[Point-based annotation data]
_ _ _ _ _

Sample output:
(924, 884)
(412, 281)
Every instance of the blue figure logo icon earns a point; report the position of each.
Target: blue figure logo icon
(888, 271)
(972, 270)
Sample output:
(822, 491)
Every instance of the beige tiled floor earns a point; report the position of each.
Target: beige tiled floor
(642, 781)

_ _ _ _ _

§ **WORK TO COMPLETE**
All records above must be set down exactly, please.

§ **THE OUTPUT**
Sample output:
(924, 884)
(412, 281)
Every instance of the blue figure logo icon earns a point; report the position of each.
Target: blue figure logo icon
(888, 271)
(972, 270)
Sample output:
(822, 491)
Every instance of the beige tiled floor earns a point; report the position of each.
Target: beige tiled floor
(642, 781)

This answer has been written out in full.